_Page extract_.
This guide describes:
- how to download source code for Nextclade CLI and Nextclade Web
- how to setup a development environment
- how to build and run Nextclade CLI and Nextclade Web
- how the official distributions are maintained, released and deployed
This is only useful if you know programming at least a little or is curations about how Nextclade is built.
⚠️ If you are Nextclade user or is looking to familiarize yourself with Nextclade usage and features, then refer to Nextclade user documentation instead.
⚠️ This guide assumes basic familiarity with Nextclade Web and/or Nextclade CLI as well as certain technical skills.
⚠️ Datasets are managed in a separate repository
Nextclade CLI is written in Rust programming language. The usual rustup
& cargo
workflow can be used.
If you are not familiar with Rust, please refer to documentation:
- Rust - the programming language itself
- Rustup - Rust toolchain installer and version manager
- Cargo - Rust package manager
as well as to the --help
text for each tool.
-
Obtain source code (once)
Make sure you have git installed.
Clone Nextclade git repository:
git clone https://github.com/nextstrain/nextclade cd nextclade
💡 We accept pull requests on GitHub. If you want to submit a with new feature or a bug fix, then make a GitHub account, make a fork of the origin Nextclade repository and clone your forked repository instead. Refer to GitHub documentation "Contributing to projects" for more details.
💡 Make sure you keep your local code up to date with the origin repo, especially if it's forked.
💡 If you are a member of Nextstrain team, then you don't need a fork and you can contribute directly to the origin repository. Still, in most cases, please submit pull requests for review, rather than pushing changes to major branches directly.

_Listing_.
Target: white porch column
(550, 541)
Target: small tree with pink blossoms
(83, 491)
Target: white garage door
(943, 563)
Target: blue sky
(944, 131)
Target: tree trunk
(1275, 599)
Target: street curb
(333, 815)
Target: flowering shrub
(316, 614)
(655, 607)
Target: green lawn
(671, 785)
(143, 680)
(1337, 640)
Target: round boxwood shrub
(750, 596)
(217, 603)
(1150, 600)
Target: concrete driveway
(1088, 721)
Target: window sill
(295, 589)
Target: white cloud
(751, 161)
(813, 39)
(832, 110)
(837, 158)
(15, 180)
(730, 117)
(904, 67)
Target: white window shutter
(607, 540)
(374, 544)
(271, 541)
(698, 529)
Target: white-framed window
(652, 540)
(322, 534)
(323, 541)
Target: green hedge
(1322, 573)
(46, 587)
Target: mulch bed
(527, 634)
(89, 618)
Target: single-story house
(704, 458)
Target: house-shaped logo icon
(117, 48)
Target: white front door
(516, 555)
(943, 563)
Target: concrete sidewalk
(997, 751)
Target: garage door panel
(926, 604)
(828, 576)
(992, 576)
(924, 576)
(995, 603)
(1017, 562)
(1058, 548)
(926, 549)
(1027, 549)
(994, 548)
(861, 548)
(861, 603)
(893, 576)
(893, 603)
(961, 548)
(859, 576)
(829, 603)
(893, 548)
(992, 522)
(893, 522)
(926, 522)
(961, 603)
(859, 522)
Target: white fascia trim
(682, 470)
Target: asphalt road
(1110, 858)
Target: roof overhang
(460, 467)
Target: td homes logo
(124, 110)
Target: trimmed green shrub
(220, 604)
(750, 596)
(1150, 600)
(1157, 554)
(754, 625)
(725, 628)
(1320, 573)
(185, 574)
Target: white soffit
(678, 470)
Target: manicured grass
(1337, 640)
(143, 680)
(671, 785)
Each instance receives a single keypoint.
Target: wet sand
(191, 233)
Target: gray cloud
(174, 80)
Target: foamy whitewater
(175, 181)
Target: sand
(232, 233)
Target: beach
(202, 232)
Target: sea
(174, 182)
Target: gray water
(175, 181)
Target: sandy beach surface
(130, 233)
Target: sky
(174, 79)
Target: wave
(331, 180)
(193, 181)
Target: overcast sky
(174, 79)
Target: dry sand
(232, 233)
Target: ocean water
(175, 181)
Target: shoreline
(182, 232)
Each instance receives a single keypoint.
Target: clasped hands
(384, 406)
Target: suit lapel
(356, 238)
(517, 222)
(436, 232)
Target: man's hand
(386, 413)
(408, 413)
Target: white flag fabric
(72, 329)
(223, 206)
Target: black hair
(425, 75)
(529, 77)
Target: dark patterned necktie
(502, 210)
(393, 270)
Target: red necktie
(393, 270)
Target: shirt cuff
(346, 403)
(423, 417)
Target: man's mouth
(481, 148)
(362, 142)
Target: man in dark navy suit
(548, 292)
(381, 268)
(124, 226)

_Instructions to follow_. Output the passage of the Nextclade development guide starting at "If you are not" and ending at "for each tool.", reproduced word for word.

_Full solution_.
If you are not familiar with Rust, please refer to documentation:
- Rust - the programming language itself
- Rustup - Rust toolchain installer and version manager
- Cargo - Rust package manager
as well as to the --help
text for each tool.